#### [Prompt 1]
Count the lines in the records below that contain the word "bare", and give only that number.

#### [Page extract]
####

Missy Franklin: Relentless Spirit Book Summary

Book Summary: Relentless Spirit by Missy Franklin

Missy Franklin is a 5-time Olympic gold medalist, 8-time World Champion, NCAA champion, and one of the most recognized faces the sport has produced in decades.

Her book, Relentless Spirit: The Unconventional Raising of an Olympic Champion is an auto-biography written with her parents, D.A. and Dick, giving swimmers and swim-fans a behind the scenes look of the triumphs and tribulations of Missy Franklin’s career in the water.

Missy Franklin: Relentless Spirit Book

Print | Audiobook

Below is a selection of quotes from the book, as well as some of my own thoughts and applicable lessons for swimmers, parents, and swim coaches.

The book provides a detailed background to the Olympic highlights and the bubbly smile that came to define Missy Franklin. The book is written very much in Franklin’s tone, both silly and serious. The book serves as a powerful primer on the politics of college swimming, the difficulties of choosing a swim team/coach, the drawbacks of sudden fame, and learning to deal with crushing disappointment while the world watches with a microscope.

Here are some of the highlights, key takeaways and quotes from Missy Franklin’s Relentless Spirit: The Unconventional Raising of an Olympic Champion.

“Relentless” was Franklin’s mantra. Her guiding principle. She would write it out on her wrist on race day, on the band of her swim goggles, engraved on a ring.

  • “It reminds me to keep on, moving every forward, hard… It tells me to reach deep down for my very best, even when it feels like there’s nothing left.”

Even budding superstars can feel out of place

At her first big international meet, a Duel in the Pool competition in 2009, she was surrounded by the swimmers she’d idolized. Olympic champions. World record holders. Before they were her idols, now they were her teammates.

####

#### [Raw records]

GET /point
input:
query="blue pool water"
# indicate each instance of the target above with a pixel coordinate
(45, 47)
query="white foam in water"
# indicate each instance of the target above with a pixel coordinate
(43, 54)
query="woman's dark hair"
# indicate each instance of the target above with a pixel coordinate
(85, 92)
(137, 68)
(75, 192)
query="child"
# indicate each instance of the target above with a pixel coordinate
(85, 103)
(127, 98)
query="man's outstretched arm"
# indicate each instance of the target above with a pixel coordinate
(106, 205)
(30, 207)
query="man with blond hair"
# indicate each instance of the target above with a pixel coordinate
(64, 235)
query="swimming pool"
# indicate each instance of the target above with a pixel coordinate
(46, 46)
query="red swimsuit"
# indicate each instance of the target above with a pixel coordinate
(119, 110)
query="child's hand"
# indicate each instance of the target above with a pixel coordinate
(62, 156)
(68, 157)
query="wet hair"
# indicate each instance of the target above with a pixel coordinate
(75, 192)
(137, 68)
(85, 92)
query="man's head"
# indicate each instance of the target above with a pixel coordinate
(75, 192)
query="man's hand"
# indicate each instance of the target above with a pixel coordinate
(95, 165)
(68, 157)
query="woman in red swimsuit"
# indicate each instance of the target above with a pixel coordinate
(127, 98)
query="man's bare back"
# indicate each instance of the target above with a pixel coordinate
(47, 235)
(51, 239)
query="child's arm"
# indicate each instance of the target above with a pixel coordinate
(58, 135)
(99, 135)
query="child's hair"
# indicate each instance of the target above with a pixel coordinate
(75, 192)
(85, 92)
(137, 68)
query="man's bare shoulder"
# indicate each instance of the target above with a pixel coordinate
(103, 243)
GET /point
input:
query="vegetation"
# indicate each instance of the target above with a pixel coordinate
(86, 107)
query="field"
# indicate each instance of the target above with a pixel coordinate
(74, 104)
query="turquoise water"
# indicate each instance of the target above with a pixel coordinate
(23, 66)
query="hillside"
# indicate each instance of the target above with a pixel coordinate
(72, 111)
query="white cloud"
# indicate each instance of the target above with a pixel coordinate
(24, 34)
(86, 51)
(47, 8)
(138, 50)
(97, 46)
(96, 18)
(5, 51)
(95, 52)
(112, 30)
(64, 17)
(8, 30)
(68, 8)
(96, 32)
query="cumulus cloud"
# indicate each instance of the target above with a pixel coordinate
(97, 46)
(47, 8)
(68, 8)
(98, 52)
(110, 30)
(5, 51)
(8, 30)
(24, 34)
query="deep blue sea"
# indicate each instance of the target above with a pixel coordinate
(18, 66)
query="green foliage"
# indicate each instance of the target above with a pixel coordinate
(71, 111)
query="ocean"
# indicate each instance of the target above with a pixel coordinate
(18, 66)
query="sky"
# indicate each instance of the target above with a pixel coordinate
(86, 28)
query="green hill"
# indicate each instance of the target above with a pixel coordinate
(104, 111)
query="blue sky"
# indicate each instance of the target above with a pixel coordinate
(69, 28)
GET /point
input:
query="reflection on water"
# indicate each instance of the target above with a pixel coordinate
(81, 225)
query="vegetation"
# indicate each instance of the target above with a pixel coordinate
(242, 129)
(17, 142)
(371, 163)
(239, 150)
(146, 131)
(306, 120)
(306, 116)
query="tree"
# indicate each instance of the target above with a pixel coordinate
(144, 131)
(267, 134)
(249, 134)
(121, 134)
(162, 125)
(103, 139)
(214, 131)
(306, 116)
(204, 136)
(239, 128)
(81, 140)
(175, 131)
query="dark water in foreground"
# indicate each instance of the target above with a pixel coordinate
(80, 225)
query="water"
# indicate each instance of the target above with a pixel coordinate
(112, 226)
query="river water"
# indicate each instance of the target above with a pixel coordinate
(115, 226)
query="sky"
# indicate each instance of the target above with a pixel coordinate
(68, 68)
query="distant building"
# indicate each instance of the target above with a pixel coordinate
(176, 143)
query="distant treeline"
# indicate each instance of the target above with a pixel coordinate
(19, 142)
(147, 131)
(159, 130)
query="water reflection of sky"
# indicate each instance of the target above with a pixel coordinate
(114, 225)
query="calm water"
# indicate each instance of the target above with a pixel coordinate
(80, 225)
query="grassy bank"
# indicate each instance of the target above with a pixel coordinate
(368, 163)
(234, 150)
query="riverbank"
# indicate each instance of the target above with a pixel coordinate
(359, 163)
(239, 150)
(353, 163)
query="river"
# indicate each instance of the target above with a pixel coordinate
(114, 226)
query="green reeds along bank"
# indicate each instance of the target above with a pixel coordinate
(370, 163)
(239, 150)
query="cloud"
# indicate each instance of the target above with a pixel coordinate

####

#### [Prompt 2]
Reproduce the stretch of the book summary from "Even budding superstars" through "were her teammates.", substituting "rivals" for "teammates".

#### [Correct result 1]
2

#### [Correct result 2]
Even budding superstars can feel out of place

At her first big international meet, a Duel in the Pool competition in 2009, she was surrounded by the swimmers she’d idolized. Olympic champions. World record holders. Before they were her idols, now they were her rivals.